Give again, unaltered, the lines of the listing below that run from the line having "Put one marker on each instance of the tomato" through the line having "Put one marker on each instance of the parsley".

[[ INPUT DATA open ]]

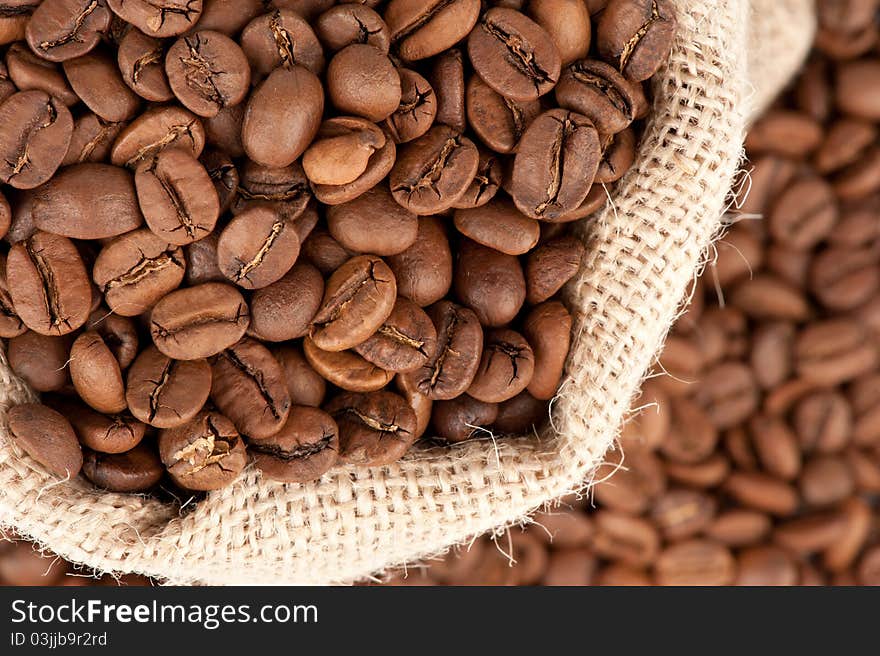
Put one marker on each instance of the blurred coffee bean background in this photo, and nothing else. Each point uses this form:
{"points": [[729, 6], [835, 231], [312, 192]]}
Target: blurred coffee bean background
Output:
{"points": [[753, 454]]}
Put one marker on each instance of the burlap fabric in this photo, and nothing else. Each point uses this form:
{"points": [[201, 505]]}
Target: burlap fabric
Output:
{"points": [[642, 252]]}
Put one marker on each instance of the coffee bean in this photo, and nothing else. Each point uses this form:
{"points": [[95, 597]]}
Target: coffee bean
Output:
{"points": [[375, 428], [451, 370], [550, 266], [506, 367], [40, 360], [67, 29], [36, 134], [158, 129], [248, 387], [304, 384], [47, 437], [166, 393], [303, 450], [48, 284], [281, 38], [548, 182], [346, 369], [424, 270], [161, 18], [96, 79], [500, 226], [137, 269], [343, 25], [282, 116], [404, 342], [490, 283], [200, 321], [358, 298], [513, 54], [424, 29], [140, 59], [207, 71], [636, 35], [390, 230], [434, 171], [177, 197], [597, 91], [547, 328], [137, 470], [284, 309], [206, 453]]}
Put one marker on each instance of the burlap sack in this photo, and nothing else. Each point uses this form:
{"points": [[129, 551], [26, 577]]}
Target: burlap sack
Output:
{"points": [[642, 252]]}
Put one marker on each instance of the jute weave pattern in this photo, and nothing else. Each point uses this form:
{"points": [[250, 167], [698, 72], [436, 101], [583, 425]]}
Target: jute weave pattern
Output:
{"points": [[642, 253]]}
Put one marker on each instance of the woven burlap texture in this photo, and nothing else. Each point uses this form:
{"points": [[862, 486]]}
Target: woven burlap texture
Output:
{"points": [[642, 250]]}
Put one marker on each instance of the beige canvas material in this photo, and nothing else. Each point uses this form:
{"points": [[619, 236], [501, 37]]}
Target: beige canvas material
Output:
{"points": [[643, 251]]}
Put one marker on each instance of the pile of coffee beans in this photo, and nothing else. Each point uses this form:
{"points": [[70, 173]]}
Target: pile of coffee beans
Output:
{"points": [[756, 458], [295, 232]]}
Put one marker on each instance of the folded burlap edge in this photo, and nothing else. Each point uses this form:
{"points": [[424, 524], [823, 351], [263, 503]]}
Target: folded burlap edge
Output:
{"points": [[643, 251]]}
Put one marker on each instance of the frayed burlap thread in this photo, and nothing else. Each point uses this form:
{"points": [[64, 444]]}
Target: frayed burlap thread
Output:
{"points": [[642, 253]]}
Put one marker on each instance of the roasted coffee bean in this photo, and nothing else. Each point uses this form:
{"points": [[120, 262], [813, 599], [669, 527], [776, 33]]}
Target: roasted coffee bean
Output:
{"points": [[135, 270], [284, 309], [304, 384], [177, 197], [40, 360], [490, 283], [358, 298], [206, 453], [199, 321], [140, 58], [434, 171], [282, 116], [424, 29], [424, 270], [161, 128], [96, 79], [166, 393], [207, 71], [342, 150], [404, 342], [596, 90], [547, 182], [361, 80], [373, 223], [485, 184], [513, 54], [30, 72], [375, 428], [48, 284], [550, 266], [451, 370], [636, 35], [248, 387], [47, 437], [161, 18], [506, 367], [137, 470], [92, 139], [343, 25], [547, 328], [36, 133], [96, 374], [58, 31], [257, 248], [500, 226], [447, 80], [281, 38], [346, 369], [305, 448]]}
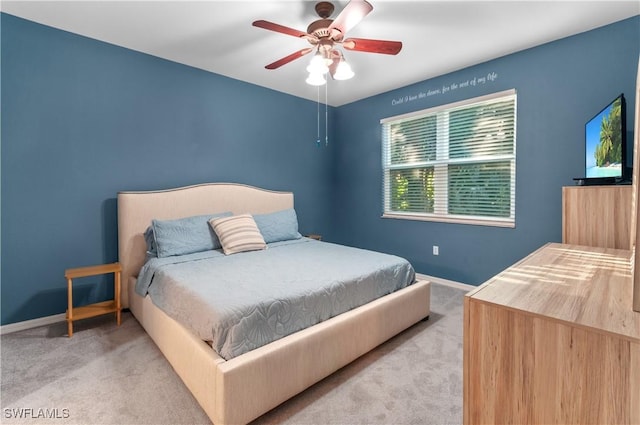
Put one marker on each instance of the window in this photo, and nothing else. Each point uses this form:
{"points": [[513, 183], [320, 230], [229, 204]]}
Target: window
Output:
{"points": [[454, 163]]}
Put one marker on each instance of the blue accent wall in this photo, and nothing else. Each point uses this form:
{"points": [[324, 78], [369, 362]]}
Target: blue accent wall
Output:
{"points": [[82, 120], [560, 86]]}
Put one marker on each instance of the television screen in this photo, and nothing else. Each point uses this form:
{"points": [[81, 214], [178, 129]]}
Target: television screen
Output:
{"points": [[605, 144]]}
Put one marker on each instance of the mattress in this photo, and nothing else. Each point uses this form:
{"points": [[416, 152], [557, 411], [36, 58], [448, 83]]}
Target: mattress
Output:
{"points": [[243, 301]]}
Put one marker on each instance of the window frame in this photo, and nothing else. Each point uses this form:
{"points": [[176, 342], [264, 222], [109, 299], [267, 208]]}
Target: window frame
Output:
{"points": [[442, 162]]}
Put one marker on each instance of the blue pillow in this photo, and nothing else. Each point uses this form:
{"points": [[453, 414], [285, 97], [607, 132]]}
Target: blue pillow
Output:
{"points": [[278, 226], [151, 242], [185, 235]]}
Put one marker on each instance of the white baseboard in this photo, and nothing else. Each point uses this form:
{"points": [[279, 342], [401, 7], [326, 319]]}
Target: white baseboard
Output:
{"points": [[33, 323], [445, 282]]}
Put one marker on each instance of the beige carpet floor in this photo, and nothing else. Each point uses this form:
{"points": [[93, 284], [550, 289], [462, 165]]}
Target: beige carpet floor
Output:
{"points": [[116, 375]]}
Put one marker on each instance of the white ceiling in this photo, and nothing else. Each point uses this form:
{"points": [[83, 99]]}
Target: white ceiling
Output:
{"points": [[438, 36]]}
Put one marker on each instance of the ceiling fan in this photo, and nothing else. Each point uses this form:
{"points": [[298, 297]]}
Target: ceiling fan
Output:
{"points": [[326, 34]]}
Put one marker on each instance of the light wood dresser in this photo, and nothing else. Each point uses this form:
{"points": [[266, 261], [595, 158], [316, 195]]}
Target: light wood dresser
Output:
{"points": [[597, 215], [554, 340]]}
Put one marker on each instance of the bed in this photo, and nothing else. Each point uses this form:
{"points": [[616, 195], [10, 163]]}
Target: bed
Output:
{"points": [[238, 390]]}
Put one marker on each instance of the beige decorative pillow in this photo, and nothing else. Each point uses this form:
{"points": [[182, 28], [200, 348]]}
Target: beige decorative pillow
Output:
{"points": [[238, 233]]}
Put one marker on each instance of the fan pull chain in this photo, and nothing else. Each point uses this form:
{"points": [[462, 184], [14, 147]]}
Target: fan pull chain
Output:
{"points": [[318, 107], [326, 115]]}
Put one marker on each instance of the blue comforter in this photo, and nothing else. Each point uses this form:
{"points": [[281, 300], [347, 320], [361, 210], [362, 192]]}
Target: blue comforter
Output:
{"points": [[243, 301]]}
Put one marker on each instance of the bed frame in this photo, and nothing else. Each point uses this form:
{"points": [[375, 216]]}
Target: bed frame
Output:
{"points": [[243, 388]]}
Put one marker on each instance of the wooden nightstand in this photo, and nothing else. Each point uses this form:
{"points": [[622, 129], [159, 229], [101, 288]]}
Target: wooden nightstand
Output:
{"points": [[97, 309]]}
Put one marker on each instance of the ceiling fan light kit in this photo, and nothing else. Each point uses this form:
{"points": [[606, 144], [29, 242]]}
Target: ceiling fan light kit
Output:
{"points": [[325, 36]]}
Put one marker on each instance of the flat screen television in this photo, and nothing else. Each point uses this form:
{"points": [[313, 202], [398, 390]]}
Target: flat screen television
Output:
{"points": [[606, 144]]}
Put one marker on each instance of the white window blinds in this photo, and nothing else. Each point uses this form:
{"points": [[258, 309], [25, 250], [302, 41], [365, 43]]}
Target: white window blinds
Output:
{"points": [[452, 163]]}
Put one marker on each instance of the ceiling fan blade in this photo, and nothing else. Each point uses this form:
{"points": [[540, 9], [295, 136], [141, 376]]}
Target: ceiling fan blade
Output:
{"points": [[350, 16], [279, 28], [373, 46], [285, 60]]}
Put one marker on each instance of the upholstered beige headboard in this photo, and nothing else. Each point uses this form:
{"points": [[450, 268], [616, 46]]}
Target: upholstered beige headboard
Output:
{"points": [[137, 209]]}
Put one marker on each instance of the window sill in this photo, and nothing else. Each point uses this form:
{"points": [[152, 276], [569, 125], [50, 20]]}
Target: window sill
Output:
{"points": [[453, 219]]}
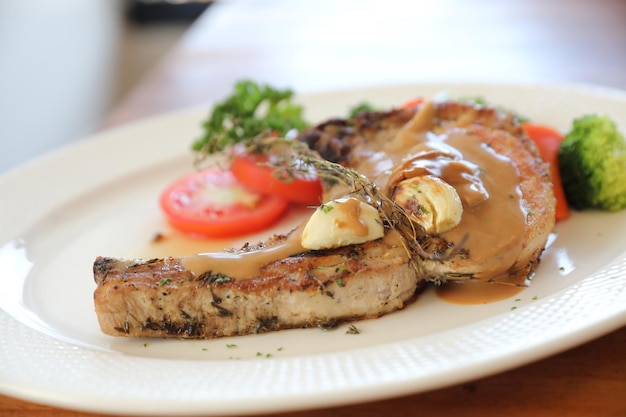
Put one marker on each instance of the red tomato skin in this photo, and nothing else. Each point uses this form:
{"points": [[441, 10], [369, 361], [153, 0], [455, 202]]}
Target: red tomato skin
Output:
{"points": [[548, 141], [233, 221], [248, 169]]}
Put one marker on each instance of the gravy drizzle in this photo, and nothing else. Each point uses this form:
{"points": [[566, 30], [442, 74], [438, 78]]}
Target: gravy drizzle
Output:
{"points": [[487, 183]]}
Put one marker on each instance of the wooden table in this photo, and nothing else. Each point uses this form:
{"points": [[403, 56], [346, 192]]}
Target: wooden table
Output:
{"points": [[326, 44]]}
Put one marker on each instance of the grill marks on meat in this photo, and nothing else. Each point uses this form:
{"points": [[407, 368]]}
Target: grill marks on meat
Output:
{"points": [[161, 298], [345, 141]]}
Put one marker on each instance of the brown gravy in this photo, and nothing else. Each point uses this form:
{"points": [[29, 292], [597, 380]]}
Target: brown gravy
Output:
{"points": [[487, 183]]}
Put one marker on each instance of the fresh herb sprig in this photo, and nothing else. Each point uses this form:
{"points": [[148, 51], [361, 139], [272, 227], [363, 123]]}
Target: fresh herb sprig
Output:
{"points": [[250, 111]]}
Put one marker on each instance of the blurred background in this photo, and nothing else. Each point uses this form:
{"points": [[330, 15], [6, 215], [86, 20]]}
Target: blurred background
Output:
{"points": [[60, 86]]}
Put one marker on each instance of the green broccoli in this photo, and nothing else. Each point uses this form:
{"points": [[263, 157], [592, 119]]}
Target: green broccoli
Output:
{"points": [[592, 164]]}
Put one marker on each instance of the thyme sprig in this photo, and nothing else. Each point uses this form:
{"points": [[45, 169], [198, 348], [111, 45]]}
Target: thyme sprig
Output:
{"points": [[295, 159]]}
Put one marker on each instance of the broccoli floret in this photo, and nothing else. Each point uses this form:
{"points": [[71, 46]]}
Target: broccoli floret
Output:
{"points": [[592, 164]]}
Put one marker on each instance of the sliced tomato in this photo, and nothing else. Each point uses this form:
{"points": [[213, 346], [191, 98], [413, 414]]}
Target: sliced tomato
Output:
{"points": [[213, 203], [251, 171], [548, 140]]}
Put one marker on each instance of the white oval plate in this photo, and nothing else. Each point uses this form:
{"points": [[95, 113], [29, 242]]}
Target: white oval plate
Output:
{"points": [[98, 197]]}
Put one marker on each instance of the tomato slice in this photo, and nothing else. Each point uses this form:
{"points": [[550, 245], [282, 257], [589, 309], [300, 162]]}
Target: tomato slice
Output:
{"points": [[213, 203], [249, 170], [548, 140]]}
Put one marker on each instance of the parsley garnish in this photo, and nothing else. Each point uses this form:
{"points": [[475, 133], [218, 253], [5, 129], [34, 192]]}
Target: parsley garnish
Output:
{"points": [[250, 111]]}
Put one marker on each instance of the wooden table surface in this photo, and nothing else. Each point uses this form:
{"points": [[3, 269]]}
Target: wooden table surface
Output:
{"points": [[326, 44]]}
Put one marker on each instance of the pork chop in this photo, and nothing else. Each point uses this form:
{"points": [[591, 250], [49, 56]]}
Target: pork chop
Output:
{"points": [[197, 297]]}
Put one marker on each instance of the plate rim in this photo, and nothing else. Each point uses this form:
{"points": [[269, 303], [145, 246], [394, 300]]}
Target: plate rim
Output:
{"points": [[601, 326]]}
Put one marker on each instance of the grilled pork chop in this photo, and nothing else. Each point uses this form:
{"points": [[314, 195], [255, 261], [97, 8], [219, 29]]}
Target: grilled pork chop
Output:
{"points": [[279, 285]]}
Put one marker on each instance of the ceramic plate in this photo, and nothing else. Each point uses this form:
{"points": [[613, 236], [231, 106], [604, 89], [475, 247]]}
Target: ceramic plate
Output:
{"points": [[99, 197]]}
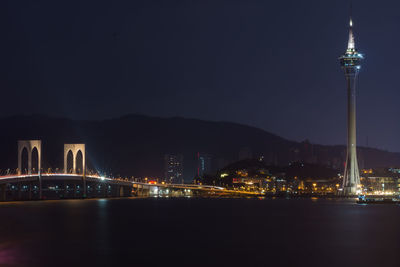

[[ INPUT DATA closed ]]

▶ WRITTEN ANSWER
Put one marker on each instance of the tomato slice in this photo, and nothing else. Each point uses this form:
{"points": [[550, 245], [282, 257], [589, 309], [300, 162]]}
Target: tomato slice
Output:
{"points": [[213, 203], [249, 170], [548, 140]]}
Put one marker on each instance of the parsley garnish in this photo, and nothing else. Each point uses this form:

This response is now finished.